— EXERCISE AIM —
Set the listing below into a Markdown table with the columns Row and Line, numbering each line under Row and placing its text under Line. Leave out any blank lines.

— LISTED ENTRIES —
'''

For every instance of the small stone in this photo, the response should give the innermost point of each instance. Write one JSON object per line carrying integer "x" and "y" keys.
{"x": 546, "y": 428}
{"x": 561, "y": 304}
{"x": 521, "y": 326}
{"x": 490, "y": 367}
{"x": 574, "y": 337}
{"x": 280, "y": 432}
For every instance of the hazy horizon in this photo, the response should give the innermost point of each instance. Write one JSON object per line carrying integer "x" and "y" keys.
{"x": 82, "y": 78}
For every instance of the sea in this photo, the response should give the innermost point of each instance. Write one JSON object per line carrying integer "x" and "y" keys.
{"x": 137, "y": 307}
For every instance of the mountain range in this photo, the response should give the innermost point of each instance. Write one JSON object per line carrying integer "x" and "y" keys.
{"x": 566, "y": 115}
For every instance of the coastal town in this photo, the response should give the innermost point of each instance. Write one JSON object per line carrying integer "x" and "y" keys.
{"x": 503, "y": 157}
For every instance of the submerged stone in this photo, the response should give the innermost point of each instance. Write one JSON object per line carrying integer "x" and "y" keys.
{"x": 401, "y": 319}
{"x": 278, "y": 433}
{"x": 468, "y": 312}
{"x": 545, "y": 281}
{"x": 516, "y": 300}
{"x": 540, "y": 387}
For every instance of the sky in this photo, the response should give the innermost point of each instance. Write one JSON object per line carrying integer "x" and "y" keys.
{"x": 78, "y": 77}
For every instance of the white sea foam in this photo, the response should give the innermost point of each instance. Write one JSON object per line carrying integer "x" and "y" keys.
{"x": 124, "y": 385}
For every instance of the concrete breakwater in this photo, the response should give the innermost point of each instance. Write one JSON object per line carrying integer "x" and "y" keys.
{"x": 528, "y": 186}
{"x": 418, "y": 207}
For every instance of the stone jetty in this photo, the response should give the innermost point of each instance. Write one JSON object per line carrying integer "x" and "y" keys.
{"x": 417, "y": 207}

'''

— OUTPUT —
| Row | Line |
|---|---|
| 1 | For every instance of the small stone in this photo, the response should give the innermost point of each instance. Write one JSON object per line carrying integer "x" and "y" keys. |
| 2 | {"x": 546, "y": 428} |
| 3 | {"x": 561, "y": 304} |
| 4 | {"x": 521, "y": 326} |
| 5 | {"x": 490, "y": 367} |
| 6 | {"x": 574, "y": 337} |
| 7 | {"x": 280, "y": 432} |
| 8 | For every instance of the hazy horizon in this photo, the response should give the innermost point of each instance. Write one JSON object per line carrying integer "x" and "y" keys. |
| 9 | {"x": 82, "y": 78} |
| 10 | For every instance of the sea in this photo, the response should give the innermost point of each instance. Write one JSON object per line carrying integer "x" and "y" keys. |
| 11 | {"x": 137, "y": 307} |
| 12 | For every instance of the mountain range in this photo, the response should give the innermost point of each instance. Write one JSON object per line carrying integer "x" and "y" keys. |
| 13 | {"x": 566, "y": 115} |
| 14 | For every instance of the coastal town in this photo, the response should give the innermost point of each instance. Write one JSON object per line carrying integer "x" and "y" keys. |
| 15 | {"x": 503, "y": 157} |
| 16 | For every instance of the submerged stone in this photo, the response should give the innermost point of each instance. Write one JSON object per line carrying integer "x" and "y" keys. |
| 17 | {"x": 401, "y": 319} |
| 18 | {"x": 278, "y": 433} |
| 19 | {"x": 468, "y": 312} |
| 20 | {"x": 545, "y": 281} |
| 21 | {"x": 516, "y": 300} |
| 22 | {"x": 540, "y": 387} |
| 23 | For every instance of the sky in this photo, the response should give the innermost point of each instance. Write one JSON object per line carrying integer "x" and "y" keys. |
| 24 | {"x": 78, "y": 77} |
| 25 | For every instance of the white sea foam in this photo, the response should give the innermost point of each instance. Write one JSON object per line carrying integer "x" and "y" keys. |
| 26 | {"x": 124, "y": 385} |
| 27 | For every instance of the concrete breakwater in this photo, the response should give the innermost point of each instance. Write one JSON object per line carrying integer "x" and "y" keys. |
| 28 | {"x": 528, "y": 186} |
| 29 | {"x": 418, "y": 207} |
| 30 | For every instance of the stone jetty in this photo, the response should give the innermost point of each instance. Write one JSON object per line carrying integer "x" and "y" keys. |
| 31 | {"x": 417, "y": 207} |